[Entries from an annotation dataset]

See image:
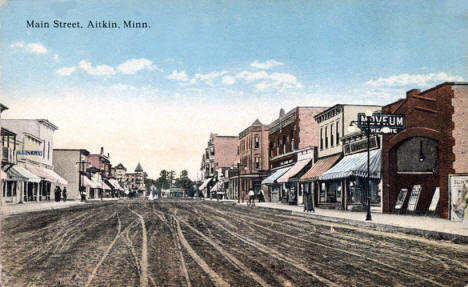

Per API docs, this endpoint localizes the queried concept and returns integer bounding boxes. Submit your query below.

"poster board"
[395,188,408,210]
[429,187,440,212]
[407,184,422,211]
[449,174,468,223]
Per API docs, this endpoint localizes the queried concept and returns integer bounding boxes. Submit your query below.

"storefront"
[382,83,468,218]
[277,154,313,205]
[318,149,382,210]
[299,153,342,208]
[262,166,291,205]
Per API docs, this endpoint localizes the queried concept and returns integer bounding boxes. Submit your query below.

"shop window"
[320,128,323,150]
[335,121,340,145]
[283,136,288,154]
[325,126,328,149]
[396,137,439,174]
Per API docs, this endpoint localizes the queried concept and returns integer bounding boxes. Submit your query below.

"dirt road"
[1,200,468,286]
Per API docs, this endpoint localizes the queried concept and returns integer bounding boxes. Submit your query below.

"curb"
[222,202,468,244]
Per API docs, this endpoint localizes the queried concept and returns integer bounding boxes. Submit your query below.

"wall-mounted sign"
[429,187,440,212]
[357,113,406,133]
[407,184,422,211]
[343,136,378,155]
[449,174,468,223]
[16,150,42,156]
[395,188,408,210]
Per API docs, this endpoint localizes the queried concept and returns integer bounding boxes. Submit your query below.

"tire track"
[129,209,148,287]
[85,215,122,287]
[174,218,229,287]
[182,221,271,287]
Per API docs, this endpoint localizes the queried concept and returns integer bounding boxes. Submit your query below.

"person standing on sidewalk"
[62,187,67,201]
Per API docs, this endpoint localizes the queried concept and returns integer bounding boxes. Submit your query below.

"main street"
[1,200,468,286]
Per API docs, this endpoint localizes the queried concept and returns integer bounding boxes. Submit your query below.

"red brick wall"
[297,107,327,149]
[214,136,239,168]
[382,84,455,218]
[452,85,468,173]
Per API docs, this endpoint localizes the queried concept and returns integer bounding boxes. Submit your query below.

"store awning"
[44,168,68,185]
[262,166,291,187]
[211,181,223,192]
[26,164,68,185]
[319,149,382,180]
[108,178,123,190]
[198,177,213,190]
[276,158,312,183]
[6,165,41,182]
[82,176,97,188]
[299,154,341,181]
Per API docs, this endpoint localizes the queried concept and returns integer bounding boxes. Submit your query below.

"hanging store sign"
[16,150,42,156]
[357,113,406,134]
[449,174,468,224]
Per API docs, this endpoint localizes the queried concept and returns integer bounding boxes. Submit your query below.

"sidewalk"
[0,200,86,216]
[229,201,468,243]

### [Instructions for the task]
List each line of the data above that contains the string "sign".

### [Expected answer]
"wall-mounted sign"
"hanging store sign"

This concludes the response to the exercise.